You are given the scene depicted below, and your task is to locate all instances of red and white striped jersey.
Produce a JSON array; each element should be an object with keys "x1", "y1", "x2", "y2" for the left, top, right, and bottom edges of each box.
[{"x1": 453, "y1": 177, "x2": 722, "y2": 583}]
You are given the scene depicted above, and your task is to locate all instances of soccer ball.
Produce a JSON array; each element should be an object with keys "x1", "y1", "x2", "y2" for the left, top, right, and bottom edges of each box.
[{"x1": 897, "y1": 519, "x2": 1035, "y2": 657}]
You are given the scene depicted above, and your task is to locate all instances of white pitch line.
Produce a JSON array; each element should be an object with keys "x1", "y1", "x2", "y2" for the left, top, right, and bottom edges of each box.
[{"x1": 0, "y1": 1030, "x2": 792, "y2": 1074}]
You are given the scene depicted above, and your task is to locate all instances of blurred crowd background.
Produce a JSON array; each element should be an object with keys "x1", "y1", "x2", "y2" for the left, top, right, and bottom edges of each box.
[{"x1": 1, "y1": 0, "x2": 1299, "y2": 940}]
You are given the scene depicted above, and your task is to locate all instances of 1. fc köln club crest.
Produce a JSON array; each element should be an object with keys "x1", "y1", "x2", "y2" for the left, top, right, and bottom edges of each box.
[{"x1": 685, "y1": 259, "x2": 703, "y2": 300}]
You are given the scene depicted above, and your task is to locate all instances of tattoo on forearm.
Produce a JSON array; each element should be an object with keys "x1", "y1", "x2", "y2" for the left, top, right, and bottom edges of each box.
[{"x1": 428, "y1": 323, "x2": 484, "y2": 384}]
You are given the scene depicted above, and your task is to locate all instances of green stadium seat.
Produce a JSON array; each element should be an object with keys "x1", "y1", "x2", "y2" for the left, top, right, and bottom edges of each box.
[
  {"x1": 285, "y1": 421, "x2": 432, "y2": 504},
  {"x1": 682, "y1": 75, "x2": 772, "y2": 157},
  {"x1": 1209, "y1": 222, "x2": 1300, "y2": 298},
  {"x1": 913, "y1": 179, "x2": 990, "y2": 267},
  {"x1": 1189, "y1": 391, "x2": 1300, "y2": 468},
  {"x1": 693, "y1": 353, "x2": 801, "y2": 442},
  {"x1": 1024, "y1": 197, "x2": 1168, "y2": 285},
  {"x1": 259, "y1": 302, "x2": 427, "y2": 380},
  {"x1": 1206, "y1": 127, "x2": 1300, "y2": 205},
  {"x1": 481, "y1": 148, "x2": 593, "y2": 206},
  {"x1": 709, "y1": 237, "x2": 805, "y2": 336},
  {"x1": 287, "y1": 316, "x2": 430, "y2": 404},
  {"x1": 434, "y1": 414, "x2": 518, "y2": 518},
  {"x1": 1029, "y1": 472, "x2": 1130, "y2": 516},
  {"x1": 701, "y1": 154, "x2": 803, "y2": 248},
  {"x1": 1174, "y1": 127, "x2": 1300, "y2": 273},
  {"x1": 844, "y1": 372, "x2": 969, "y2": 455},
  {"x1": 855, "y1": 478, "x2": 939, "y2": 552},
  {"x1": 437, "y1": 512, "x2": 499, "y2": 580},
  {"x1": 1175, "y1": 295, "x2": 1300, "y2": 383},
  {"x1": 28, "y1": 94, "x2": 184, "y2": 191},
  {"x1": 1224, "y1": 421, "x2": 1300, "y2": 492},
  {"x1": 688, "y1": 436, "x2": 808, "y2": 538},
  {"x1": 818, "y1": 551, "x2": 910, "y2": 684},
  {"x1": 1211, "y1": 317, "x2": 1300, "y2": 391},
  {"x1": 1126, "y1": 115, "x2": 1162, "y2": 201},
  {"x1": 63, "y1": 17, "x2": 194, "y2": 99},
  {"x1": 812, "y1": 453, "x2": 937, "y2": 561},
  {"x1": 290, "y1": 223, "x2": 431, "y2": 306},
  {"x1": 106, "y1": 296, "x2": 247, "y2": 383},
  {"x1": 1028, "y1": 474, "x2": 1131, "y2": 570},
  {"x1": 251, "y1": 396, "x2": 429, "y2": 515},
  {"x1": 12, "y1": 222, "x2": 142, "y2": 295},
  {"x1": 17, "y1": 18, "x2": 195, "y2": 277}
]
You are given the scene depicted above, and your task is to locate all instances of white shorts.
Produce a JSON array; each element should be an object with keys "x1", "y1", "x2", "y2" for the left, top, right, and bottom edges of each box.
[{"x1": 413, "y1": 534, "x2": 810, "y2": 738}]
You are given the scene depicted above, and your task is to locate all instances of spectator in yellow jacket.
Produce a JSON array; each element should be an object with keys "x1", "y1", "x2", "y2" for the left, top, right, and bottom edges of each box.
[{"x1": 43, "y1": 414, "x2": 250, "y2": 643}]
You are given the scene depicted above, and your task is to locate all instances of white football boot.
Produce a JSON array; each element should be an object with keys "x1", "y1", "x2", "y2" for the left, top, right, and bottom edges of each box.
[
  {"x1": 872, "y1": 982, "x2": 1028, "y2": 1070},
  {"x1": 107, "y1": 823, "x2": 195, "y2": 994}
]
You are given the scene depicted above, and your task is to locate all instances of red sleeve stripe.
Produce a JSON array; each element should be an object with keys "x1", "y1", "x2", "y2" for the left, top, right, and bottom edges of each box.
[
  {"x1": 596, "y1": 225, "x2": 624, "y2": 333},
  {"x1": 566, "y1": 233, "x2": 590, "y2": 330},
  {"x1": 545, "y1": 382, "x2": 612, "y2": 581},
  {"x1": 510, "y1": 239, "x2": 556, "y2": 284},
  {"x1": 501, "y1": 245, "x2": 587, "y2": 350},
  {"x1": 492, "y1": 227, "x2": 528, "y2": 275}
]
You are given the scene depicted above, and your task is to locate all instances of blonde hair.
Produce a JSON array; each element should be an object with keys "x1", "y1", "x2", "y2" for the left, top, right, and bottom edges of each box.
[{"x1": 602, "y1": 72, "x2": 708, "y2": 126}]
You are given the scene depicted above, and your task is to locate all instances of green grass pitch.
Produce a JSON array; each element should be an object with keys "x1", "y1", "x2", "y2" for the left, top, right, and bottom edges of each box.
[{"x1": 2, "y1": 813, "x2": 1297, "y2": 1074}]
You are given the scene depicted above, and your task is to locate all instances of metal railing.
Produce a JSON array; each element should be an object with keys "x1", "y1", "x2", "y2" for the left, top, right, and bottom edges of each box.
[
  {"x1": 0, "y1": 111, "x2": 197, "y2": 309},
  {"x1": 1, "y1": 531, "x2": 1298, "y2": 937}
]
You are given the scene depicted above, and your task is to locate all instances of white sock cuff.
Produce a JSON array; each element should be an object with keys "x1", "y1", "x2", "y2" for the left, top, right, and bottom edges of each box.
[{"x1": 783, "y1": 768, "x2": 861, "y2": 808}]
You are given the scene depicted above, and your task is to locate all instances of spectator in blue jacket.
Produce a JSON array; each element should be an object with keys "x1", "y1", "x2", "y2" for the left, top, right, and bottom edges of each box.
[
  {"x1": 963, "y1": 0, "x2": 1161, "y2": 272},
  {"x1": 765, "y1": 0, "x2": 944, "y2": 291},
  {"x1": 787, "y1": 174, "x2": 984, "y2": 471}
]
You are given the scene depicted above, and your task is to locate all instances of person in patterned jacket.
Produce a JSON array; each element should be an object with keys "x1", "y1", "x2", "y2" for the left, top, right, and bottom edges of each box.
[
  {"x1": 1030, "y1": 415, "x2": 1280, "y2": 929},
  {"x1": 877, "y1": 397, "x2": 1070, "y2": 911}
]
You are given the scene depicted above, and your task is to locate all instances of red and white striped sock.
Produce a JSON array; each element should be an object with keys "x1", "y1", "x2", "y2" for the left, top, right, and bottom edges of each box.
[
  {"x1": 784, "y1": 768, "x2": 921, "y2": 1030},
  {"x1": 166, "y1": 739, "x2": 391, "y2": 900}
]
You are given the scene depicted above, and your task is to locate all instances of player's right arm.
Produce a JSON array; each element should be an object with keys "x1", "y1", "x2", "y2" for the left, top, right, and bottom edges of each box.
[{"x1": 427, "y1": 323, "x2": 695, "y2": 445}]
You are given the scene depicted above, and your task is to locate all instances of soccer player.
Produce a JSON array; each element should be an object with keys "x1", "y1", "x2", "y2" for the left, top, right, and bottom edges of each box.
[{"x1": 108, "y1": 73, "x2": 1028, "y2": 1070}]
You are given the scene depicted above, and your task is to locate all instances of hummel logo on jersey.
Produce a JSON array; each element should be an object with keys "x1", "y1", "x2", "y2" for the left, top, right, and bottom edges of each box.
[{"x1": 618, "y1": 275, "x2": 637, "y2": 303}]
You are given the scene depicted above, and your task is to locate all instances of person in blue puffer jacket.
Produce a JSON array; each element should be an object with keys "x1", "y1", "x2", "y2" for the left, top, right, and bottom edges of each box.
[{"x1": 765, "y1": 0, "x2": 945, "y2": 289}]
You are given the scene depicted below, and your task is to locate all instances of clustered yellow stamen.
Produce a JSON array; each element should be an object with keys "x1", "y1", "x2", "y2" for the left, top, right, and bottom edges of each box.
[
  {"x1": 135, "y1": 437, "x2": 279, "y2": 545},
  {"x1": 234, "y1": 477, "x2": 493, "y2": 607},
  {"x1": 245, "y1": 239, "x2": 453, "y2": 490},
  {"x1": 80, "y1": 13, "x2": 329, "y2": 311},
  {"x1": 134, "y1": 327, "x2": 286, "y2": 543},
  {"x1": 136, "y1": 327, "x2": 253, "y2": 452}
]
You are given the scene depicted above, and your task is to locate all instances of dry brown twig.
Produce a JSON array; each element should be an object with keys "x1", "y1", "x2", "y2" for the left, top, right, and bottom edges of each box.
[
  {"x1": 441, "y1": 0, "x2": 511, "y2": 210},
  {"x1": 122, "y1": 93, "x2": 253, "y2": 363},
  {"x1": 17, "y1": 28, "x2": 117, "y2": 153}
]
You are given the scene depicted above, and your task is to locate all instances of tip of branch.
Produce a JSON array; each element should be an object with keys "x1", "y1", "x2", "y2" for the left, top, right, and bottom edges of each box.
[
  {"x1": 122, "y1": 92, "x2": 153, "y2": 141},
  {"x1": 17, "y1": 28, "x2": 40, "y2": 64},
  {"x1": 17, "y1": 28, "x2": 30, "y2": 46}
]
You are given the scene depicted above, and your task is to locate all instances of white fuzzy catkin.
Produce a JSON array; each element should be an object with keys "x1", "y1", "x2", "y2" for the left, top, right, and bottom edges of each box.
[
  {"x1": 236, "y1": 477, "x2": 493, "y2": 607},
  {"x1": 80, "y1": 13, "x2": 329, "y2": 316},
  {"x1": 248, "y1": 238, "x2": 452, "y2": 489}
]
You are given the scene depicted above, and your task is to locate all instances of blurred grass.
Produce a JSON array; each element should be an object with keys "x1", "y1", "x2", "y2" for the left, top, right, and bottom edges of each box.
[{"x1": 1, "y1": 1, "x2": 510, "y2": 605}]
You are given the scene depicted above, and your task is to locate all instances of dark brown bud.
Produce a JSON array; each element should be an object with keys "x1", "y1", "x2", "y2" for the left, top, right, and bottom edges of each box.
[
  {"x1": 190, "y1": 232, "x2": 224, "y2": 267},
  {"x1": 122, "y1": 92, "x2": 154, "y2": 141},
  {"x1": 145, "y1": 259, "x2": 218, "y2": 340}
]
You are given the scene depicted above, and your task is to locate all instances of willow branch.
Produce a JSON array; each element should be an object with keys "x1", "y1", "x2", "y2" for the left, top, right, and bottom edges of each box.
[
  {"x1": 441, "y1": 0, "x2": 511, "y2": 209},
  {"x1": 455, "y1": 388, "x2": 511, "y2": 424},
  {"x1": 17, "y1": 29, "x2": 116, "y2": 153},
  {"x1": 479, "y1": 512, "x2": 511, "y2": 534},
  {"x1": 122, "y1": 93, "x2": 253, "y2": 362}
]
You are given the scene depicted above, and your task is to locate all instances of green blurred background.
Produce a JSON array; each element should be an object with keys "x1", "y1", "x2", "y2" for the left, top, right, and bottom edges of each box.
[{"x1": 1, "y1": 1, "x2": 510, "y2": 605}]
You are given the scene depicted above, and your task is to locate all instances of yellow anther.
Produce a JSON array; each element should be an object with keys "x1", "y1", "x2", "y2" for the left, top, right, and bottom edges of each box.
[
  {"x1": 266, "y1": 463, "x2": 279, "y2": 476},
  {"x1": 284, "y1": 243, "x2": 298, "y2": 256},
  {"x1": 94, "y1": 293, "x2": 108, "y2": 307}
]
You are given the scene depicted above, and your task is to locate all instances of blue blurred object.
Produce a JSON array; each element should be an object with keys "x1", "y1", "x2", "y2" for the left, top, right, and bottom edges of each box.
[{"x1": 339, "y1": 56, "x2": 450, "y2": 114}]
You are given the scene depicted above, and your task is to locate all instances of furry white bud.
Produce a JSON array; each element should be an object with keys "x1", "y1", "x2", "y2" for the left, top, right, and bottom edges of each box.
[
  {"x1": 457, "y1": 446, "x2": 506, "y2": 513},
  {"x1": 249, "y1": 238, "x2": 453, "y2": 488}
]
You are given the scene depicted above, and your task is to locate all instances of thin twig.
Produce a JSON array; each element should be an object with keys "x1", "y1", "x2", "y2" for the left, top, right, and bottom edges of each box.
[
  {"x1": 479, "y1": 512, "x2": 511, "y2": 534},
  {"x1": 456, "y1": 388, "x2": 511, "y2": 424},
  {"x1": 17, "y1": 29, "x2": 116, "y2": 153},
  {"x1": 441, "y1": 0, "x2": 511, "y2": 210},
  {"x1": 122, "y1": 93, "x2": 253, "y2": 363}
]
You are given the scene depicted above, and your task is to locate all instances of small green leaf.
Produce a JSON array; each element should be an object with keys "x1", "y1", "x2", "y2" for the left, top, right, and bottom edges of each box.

TASK ITEM: Each line above with the string "jersey" in it should be located and copied.

RESULT:
You are given the scene depicted below, and your task is to locate all instances of red and white striped jersey.
You are given the scene depicted above, and your task is to locate all instances of hummel logo on jersey.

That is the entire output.